> Task to carry out
Pull out every line in the entries below that contains the string "roof", copying each line in full. Case counts when matching.

(Stored items)
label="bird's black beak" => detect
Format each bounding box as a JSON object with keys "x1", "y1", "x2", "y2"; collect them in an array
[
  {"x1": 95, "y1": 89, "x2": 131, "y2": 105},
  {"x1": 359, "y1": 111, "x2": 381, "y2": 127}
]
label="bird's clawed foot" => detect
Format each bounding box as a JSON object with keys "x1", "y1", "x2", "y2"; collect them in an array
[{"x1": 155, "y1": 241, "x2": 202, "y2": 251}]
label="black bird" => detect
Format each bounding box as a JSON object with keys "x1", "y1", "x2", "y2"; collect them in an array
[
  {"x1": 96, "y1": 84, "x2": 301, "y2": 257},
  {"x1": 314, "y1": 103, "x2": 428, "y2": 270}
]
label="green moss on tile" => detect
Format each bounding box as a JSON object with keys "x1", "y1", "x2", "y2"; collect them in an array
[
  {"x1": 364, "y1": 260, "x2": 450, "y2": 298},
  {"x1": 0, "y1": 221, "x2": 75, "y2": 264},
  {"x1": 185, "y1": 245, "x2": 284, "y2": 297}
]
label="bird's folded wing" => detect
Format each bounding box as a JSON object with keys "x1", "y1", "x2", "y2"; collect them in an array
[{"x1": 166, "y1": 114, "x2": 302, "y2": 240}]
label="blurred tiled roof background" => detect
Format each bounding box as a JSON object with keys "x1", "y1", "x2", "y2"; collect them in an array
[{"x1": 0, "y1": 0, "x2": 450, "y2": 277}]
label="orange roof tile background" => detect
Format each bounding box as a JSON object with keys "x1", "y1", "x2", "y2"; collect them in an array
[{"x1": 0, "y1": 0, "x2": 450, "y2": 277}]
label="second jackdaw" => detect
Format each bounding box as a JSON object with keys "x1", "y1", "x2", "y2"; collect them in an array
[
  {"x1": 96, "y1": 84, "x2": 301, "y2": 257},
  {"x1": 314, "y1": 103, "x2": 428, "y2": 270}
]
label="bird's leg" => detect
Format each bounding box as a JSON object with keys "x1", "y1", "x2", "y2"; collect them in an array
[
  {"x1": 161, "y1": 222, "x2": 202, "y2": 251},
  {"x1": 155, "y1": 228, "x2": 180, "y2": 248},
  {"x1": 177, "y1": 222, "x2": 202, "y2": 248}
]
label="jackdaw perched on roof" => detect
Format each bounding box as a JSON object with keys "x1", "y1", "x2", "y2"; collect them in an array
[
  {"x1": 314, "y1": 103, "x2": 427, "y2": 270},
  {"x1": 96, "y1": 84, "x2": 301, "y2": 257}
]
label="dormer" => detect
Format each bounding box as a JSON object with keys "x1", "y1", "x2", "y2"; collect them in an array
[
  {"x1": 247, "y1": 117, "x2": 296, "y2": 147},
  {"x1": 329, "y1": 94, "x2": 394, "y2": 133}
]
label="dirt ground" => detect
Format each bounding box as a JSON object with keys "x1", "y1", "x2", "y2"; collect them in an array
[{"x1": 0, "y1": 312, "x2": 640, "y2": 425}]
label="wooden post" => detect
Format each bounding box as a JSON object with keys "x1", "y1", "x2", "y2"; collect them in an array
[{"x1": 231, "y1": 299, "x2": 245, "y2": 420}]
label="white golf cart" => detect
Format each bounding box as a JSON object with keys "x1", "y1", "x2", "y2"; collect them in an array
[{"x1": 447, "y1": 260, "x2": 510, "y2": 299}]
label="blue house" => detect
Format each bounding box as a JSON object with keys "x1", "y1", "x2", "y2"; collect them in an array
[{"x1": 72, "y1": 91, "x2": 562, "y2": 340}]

> Result
label="blurred tiled roof background" => detect
label="orange roof tile background" => detect
label="jackdaw perched on roof" => detect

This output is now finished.